Aufgabenbeschreibung
Können Sie den Text über den Platzwart des Letzigrunds in zwei Sätzen zusammenfassen?

Textabschnitt
Beitragvon billy » 19.08.06 @ 8:42
ORTSTERMIN: DIE LETZTEN STUNDEN IM LETZIGRUND
Es ist sein Rasen, sein Stadion
Es gibt einen kurzen Moment, in dem es ihn beinahe übermannt. Da er, im so genannten Kaffee– raum, in einem etwas schäbigen Loch im Bauch des Letzigrunds, vor der Tasse sitzt und wortlos dem Wort «vorbei» nachhängt. Und er sich dann die Augen reibt, die Achseln etwas anhebt.
Sie haben ihn damit ja aufgezogen, als er zwei Stunden zuvor bei ihnen stand, im noch fast leeren Stadion. Dani, haben die Meeting-Helfer gesagt, «Dani, dir kommen doch jetzt schon die Tränen, wenn du an die Bagger denkst, die am Dienstag deinen Rasen umpflügen werden.» Da hat er noch gelacht – ach was! –, ist mit seinen Stahlkappenschuhen über diesen Rasen geeilt, den er für seinen FC Zürich mit der Nagelschere geschnitten hätte.
Jedenfalls musste FCZ-Trainer Lucien Favre bloss mit den Wimpern zucken, und er fuhr mit dem Rasenmäher nochmals über das grüne Viereck. Er greift ins Gras – «Ist es nicht wunderschön?» Sein Rasen. Sein Stadion. Dani Kukovec, 43, geboren in Maribor, seit 1976 in Zürich, verheiratet, drei Kinder, ist seit zwölf Jahren Platzwart und somit der Herr des Letzigrunds. Er hat Dutzende von Schlüsseln bei sich für all die Tore und Türen, und er weiss blind, welcher in welches Schloss gehört. An der Schulter hängt ein Funkgerät. Im Hosensack steckt das Handy.
Wer sich ihm heute an seine Fersen heftet, muss flink sein. Das graue «Weltklasse »-Shirt, das er trägt, hat am Rücken bereits einige nasse Flecken. Er eilt also über den Rasen, weil ihn der Bahnchef über Funk zu sich gerufen hat, da das Hindernis vor dem Wassergraben nicht tief genug im Boden verankert sei, zu hoch für die Steepleläufer. Der Bahnchef misst nach, 91 statt 98 Zentimeter, hmm, und Dani Kukovec rennt davon, kommt mit einem grossen Hammer zurück und schlägt auf das Hindernis ein, bis es auf der richtigen Höhe steht. Und dann noch, bitte schön, das Wasser im Graben wieder auffüllen, weil es versickert ist und auch nachher versickern wird, «ist halt alt, das Stadion.» Er nimmt den Schlauch.
Doch wird er schon wieder gerufen. Eine Leiter sei zur Hochsprunganlage zu schleppen! Eine Schnur soll er bringen, damit man das Tor, durch das die Athleten kommen werden, an einen Baum binden könne! Plastikkübel für die Abfälle! Er solle mit dem Kessel mit Sand kommen, um damit die Löcher im Rasen aufzufüllen!

Rohdaten
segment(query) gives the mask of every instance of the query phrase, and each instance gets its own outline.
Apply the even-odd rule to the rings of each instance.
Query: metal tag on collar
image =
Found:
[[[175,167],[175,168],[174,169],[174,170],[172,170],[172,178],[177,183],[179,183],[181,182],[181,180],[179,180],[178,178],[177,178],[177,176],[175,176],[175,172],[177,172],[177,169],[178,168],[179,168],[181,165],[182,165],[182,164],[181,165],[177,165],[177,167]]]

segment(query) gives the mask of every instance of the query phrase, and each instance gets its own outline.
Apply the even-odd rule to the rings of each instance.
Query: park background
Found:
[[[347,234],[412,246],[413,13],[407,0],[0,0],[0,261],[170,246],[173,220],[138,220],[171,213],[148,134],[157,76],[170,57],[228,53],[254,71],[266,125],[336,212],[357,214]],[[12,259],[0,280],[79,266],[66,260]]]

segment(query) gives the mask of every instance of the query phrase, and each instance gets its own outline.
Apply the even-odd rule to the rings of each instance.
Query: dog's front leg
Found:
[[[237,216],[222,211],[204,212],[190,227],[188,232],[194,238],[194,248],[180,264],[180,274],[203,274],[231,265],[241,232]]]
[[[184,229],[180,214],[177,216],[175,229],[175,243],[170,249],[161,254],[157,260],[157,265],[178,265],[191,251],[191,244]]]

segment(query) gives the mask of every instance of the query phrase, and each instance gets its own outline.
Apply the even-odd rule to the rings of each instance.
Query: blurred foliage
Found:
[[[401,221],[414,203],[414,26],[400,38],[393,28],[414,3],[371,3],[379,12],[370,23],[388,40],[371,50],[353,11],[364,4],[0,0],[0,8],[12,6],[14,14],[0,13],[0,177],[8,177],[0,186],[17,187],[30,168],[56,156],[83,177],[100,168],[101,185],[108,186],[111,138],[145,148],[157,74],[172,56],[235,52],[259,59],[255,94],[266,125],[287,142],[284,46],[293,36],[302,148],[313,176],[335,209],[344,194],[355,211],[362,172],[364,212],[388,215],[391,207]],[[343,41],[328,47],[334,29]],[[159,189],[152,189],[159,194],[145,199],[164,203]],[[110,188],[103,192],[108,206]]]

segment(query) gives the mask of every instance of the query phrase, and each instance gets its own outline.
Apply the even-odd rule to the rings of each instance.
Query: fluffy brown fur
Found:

Antwort folgt
Dani Kukovec, 43, ist seit zwölf Jahren Platzwart des Letzigrunds und verbringt dort die letzten Stunden, bevor am Dienstag Bagger seinen Rasen umpflügen werden. Immer wieder wird er gerufen: Er schlägt das zu hoch stehende Hindernis vor dem Wassergraben mit einem Hammer auf die richtige Höhe, füllt den Graben mit dem Schlauch auf und soll eine Leiter, eine Schnur, Plastikkübel und Sand bringen.